- **What the task requires**
Please convert every item below into a JSON list of strings with one string per line, skipping blank lines. Leave the pictures out of the result.

(Dataset excerpts on pointing at objects)
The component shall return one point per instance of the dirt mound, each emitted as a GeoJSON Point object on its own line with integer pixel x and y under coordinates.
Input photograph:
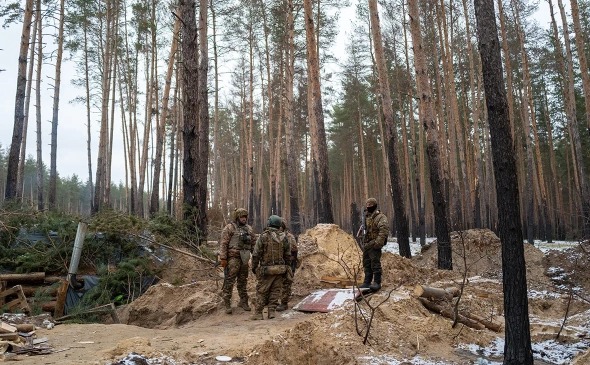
{"type": "Point", "coordinates": [325, 250]}
{"type": "Point", "coordinates": [401, 328]}
{"type": "Point", "coordinates": [165, 305]}
{"type": "Point", "coordinates": [569, 268]}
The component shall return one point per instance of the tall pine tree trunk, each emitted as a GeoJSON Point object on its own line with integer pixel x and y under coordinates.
{"type": "Point", "coordinates": [203, 109]}
{"type": "Point", "coordinates": [40, 198]}
{"type": "Point", "coordinates": [190, 132]}
{"type": "Point", "coordinates": [19, 104]}
{"type": "Point", "coordinates": [292, 163]}
{"type": "Point", "coordinates": [325, 214]}
{"type": "Point", "coordinates": [517, 349]}
{"type": "Point", "coordinates": [401, 219]}
{"type": "Point", "coordinates": [441, 224]}
{"type": "Point", "coordinates": [54, 120]}
{"type": "Point", "coordinates": [23, 149]}
{"type": "Point", "coordinates": [161, 131]}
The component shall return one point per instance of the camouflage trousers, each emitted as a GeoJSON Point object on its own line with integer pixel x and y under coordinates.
{"type": "Point", "coordinates": [287, 283]}
{"type": "Point", "coordinates": [268, 291]}
{"type": "Point", "coordinates": [372, 260]}
{"type": "Point", "coordinates": [235, 270]}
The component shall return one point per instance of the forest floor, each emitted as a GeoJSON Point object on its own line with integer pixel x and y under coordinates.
{"type": "Point", "coordinates": [185, 323]}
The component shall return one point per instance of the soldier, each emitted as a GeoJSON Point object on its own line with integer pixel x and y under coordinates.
{"type": "Point", "coordinates": [235, 247]}
{"type": "Point", "coordinates": [270, 260]}
{"type": "Point", "coordinates": [377, 230]}
{"type": "Point", "coordinates": [288, 280]}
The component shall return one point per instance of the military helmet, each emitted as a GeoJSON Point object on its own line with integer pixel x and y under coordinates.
{"type": "Point", "coordinates": [371, 202]}
{"type": "Point", "coordinates": [240, 212]}
{"type": "Point", "coordinates": [274, 221]}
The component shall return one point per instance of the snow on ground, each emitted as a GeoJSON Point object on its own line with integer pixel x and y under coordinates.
{"type": "Point", "coordinates": [549, 351]}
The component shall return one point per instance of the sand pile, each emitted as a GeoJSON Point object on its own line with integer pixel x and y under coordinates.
{"type": "Point", "coordinates": [165, 305]}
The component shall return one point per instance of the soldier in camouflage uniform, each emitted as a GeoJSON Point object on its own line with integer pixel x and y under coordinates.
{"type": "Point", "coordinates": [377, 230]}
{"type": "Point", "coordinates": [235, 247]}
{"type": "Point", "coordinates": [288, 280]}
{"type": "Point", "coordinates": [270, 259]}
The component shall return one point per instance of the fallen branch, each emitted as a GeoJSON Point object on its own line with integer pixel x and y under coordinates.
{"type": "Point", "coordinates": [436, 293]}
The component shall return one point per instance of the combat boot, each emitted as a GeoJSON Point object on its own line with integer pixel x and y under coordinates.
{"type": "Point", "coordinates": [377, 283]}
{"type": "Point", "coordinates": [244, 305]}
{"type": "Point", "coordinates": [256, 317]}
{"type": "Point", "coordinates": [367, 282]}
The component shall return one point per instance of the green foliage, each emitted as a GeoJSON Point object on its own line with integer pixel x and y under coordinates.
{"type": "Point", "coordinates": [123, 285]}
{"type": "Point", "coordinates": [164, 225]}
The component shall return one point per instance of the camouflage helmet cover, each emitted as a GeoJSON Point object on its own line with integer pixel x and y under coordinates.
{"type": "Point", "coordinates": [371, 202]}
{"type": "Point", "coordinates": [240, 212]}
{"type": "Point", "coordinates": [274, 221]}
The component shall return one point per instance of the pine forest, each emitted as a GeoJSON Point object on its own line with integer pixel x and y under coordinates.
{"type": "Point", "coordinates": [226, 104]}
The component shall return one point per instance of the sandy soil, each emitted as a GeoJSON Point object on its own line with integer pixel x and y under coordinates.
{"type": "Point", "coordinates": [184, 323]}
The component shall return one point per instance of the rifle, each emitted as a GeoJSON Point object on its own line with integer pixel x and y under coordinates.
{"type": "Point", "coordinates": [362, 232]}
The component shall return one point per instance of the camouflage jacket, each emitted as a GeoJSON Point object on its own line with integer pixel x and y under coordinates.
{"type": "Point", "coordinates": [235, 238]}
{"type": "Point", "coordinates": [292, 241]}
{"type": "Point", "coordinates": [377, 228]}
{"type": "Point", "coordinates": [272, 248]}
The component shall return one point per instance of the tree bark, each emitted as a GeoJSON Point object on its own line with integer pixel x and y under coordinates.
{"type": "Point", "coordinates": [581, 46]}
{"type": "Point", "coordinates": [517, 332]}
{"type": "Point", "coordinates": [203, 109]}
{"type": "Point", "coordinates": [19, 113]}
{"type": "Point", "coordinates": [321, 147]}
{"type": "Point", "coordinates": [54, 120]}
{"type": "Point", "coordinates": [161, 133]}
{"type": "Point", "coordinates": [40, 167]}
{"type": "Point", "coordinates": [190, 111]}
{"type": "Point", "coordinates": [23, 149]}
{"type": "Point", "coordinates": [441, 224]}
{"type": "Point", "coordinates": [401, 219]}
{"type": "Point", "coordinates": [292, 163]}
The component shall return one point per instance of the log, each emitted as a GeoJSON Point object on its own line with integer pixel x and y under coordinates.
{"type": "Point", "coordinates": [23, 278]}
{"type": "Point", "coordinates": [436, 293]}
{"type": "Point", "coordinates": [48, 306]}
{"type": "Point", "coordinates": [30, 291]}
{"type": "Point", "coordinates": [448, 313]}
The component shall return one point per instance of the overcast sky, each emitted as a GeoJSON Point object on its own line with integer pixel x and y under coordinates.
{"type": "Point", "coordinates": [72, 135]}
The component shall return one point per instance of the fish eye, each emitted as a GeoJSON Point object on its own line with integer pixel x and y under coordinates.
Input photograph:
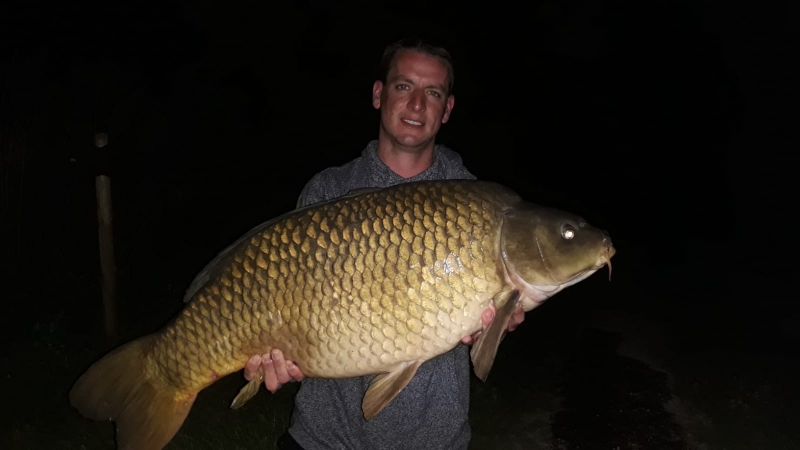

- **Task solution**
[
  "The component shall return one point per instance of the dirt mound, each emitted as a GeoJSON Point object on its own line with integer pixel x and y under coordinates.",
  "Input photograph:",
  "{\"type\": \"Point\", \"coordinates\": [325, 250]}",
  "{\"type\": \"Point\", \"coordinates\": [401, 328]}",
  "{\"type\": \"Point\", \"coordinates\": [165, 305]}",
  "{\"type\": \"Point\", \"coordinates\": [569, 268]}",
  "The component shall return one point per instance of the tall pine tree trunk, each emitted as a GeoJSON Point object on its own line with integer pixel x and y under coordinates.",
  "{\"type\": \"Point\", \"coordinates\": [203, 109]}",
  "{\"type\": \"Point\", \"coordinates\": [40, 198]}",
  "{\"type\": \"Point\", \"coordinates\": [190, 132]}",
  "{\"type\": \"Point\", \"coordinates\": [19, 104]}",
  "{\"type\": \"Point\", \"coordinates\": [292, 163]}",
  "{\"type\": \"Point\", \"coordinates\": [325, 214]}",
  "{\"type\": \"Point\", \"coordinates\": [517, 349]}",
  "{\"type\": \"Point\", \"coordinates\": [401, 219]}",
  "{\"type\": \"Point\", \"coordinates\": [441, 224]}",
  "{\"type\": \"Point\", \"coordinates\": [54, 120]}",
  "{\"type\": \"Point\", \"coordinates\": [23, 149]}",
  "{\"type\": \"Point\", \"coordinates\": [161, 131]}",
  "The component shall return one point per instance of the camouflage trousers, each emitted as a GeoJSON Point object on its own line with integer pixel x and y under coordinates.",
  "{\"type\": \"Point\", \"coordinates\": [287, 283]}",
  "{\"type\": \"Point\", \"coordinates\": [268, 291]}",
  "{\"type\": \"Point\", \"coordinates\": [372, 260]}",
  "{\"type\": \"Point\", \"coordinates\": [235, 270]}",
  "The component shall return one point per instance of the forest floor, each emitted as a GeoJSON Point object on its own line with integer pixel x and y under coordinates.",
  "{\"type\": \"Point\", \"coordinates\": [185, 323]}",
  "The component shall return one point per instance of the soldier, each emitted as a GeoJSON Point object on its own line with integer pixel x and y under coordinates.",
  "{\"type\": \"Point\", \"coordinates\": [235, 247]}",
  "{\"type\": \"Point\", \"coordinates\": [270, 260]}",
  "{\"type\": \"Point\", \"coordinates\": [377, 230]}",
  "{\"type\": \"Point\", \"coordinates\": [288, 280]}",
  "The component shall return one point per instance of the military helmet, each emitted as a GeoJSON Point object on its own line with integer pixel x and y under coordinates.",
  "{\"type\": \"Point\", \"coordinates\": [371, 202]}",
  "{\"type\": \"Point\", \"coordinates\": [240, 212]}",
  "{\"type\": \"Point\", \"coordinates\": [274, 221]}",
  "The component shall return one point per instance of the snow on ground, each emitted as a GeoJSON Point object on its own line with integer pixel x and y under coordinates.",
  "{\"type\": \"Point\", \"coordinates\": [549, 351]}",
  "The component shall return one point per instance of the sand pile, each emitted as a GeoJSON Point object on its own line with integer pixel x and y under coordinates.",
  "{\"type\": \"Point\", \"coordinates\": [165, 305]}",
  "The component shall return one point per instance of the soldier in camouflage uniform, each emitted as a GeoJSON Point object on its own line with integer pixel x and y under coordinates.",
  "{\"type\": \"Point\", \"coordinates\": [377, 230]}",
  "{\"type\": \"Point\", \"coordinates\": [235, 247]}",
  "{\"type\": \"Point\", \"coordinates\": [288, 280]}",
  "{\"type\": \"Point\", \"coordinates\": [270, 259]}",
  "The component shall return one point per instance of the fallen branch, each emitted as a GeoJSON Point object on its own line with integer pixel x and y under coordinates.",
  "{\"type\": \"Point\", \"coordinates\": [436, 293]}",
  "The component shall return one point per instance of the combat boot, each emitted as a GeoJSON Point object on its own line with integer pixel x and y under coordinates.",
  "{\"type\": \"Point\", \"coordinates\": [377, 283]}",
  "{\"type\": \"Point\", \"coordinates\": [244, 305]}",
  "{\"type\": \"Point\", \"coordinates\": [256, 317]}",
  "{\"type\": \"Point\", \"coordinates\": [367, 282]}",
  "The component shall return one point per instance of the green foliage, each emitted as a GeoJSON Point object on its own line with integer pixel x and y under coordinates.",
  "{\"type\": \"Point\", \"coordinates\": [123, 285]}",
  "{\"type\": \"Point\", \"coordinates\": [164, 225]}",
  "The component shall return one point per instance of the camouflage helmet cover, each emitted as a GeoJSON Point object on its own line with integer pixel x and y under coordinates.",
  "{\"type\": \"Point\", \"coordinates\": [371, 202]}",
  "{\"type\": \"Point\", \"coordinates\": [240, 212]}",
  "{\"type\": \"Point\", \"coordinates\": [274, 221]}",
  "The component shall return one point per instance of the pine forest, each emitted as a GeoJSON Point object on its own line with integer pixel x and y under coordinates.",
  "{\"type\": \"Point\", \"coordinates\": [226, 104]}",
  "The component shall return one point per instance of the sandy soil, each emitted as a GeoJSON Point object on its own line with integer pixel x and y under coordinates.",
  "{\"type\": \"Point\", \"coordinates\": [184, 323]}",
  "The component shall return one point per instance of the rifle, each emitted as a GeoJSON Point object on its own line with integer pixel x and y under coordinates.",
  "{\"type\": \"Point\", \"coordinates\": [362, 232]}",
  "The component shall return one point per instance of the camouflage jacket, each emitted as a GeoJSON Point object on its own line with integer pixel x and y under coordinates.",
  "{\"type\": \"Point\", \"coordinates\": [235, 238]}",
  "{\"type\": \"Point\", \"coordinates\": [292, 241]}",
  "{\"type\": \"Point\", \"coordinates\": [377, 228]}",
  "{\"type\": \"Point\", \"coordinates\": [272, 248]}",
  "The component shall return one point per instance of the tree bark, each emitted as a GeoJSON Point object on its own line with integer pixel x and y under coordinates.",
  "{\"type\": \"Point\", \"coordinates\": [581, 46]}",
  "{\"type\": \"Point\", \"coordinates\": [517, 332]}",
  "{\"type\": \"Point\", \"coordinates\": [203, 109]}",
  "{\"type\": \"Point\", \"coordinates\": [19, 113]}",
  "{\"type\": \"Point\", \"coordinates\": [321, 147]}",
  "{\"type\": \"Point\", \"coordinates\": [54, 120]}",
  "{\"type\": \"Point\", \"coordinates\": [161, 133]}",
  "{\"type\": \"Point\", \"coordinates\": [40, 167]}",
  "{\"type\": \"Point\", \"coordinates\": [190, 111]}",
  "{\"type\": \"Point\", \"coordinates\": [23, 149]}",
  "{\"type\": \"Point\", \"coordinates\": [441, 224]}",
  "{\"type\": \"Point\", \"coordinates\": [401, 219]}",
  "{\"type\": \"Point\", \"coordinates\": [292, 163]}",
  "The component shall return one point per instance of the log, each emitted as a GeoJSON Point object on its own line with integer pixel x and y under coordinates.",
  "{\"type\": \"Point\", \"coordinates\": [23, 278]}",
  "{\"type\": \"Point\", \"coordinates\": [436, 293]}",
  "{\"type\": \"Point\", \"coordinates\": [48, 306]}",
  "{\"type\": \"Point\", \"coordinates\": [30, 291]}",
  "{\"type\": \"Point\", \"coordinates\": [448, 313]}",
  "The component shall return one point per instance of the overcast sky, each emitted as a GeoJSON Point object on its own line with integer pixel x and y under coordinates.",
  "{\"type\": \"Point\", \"coordinates\": [72, 135]}",
  "The component shall return one point per instance of the fish eye, each emitted as a GeoJSON Point object on its own line with integer pixel x and y under coordinates.",
  "Input photograph:"
]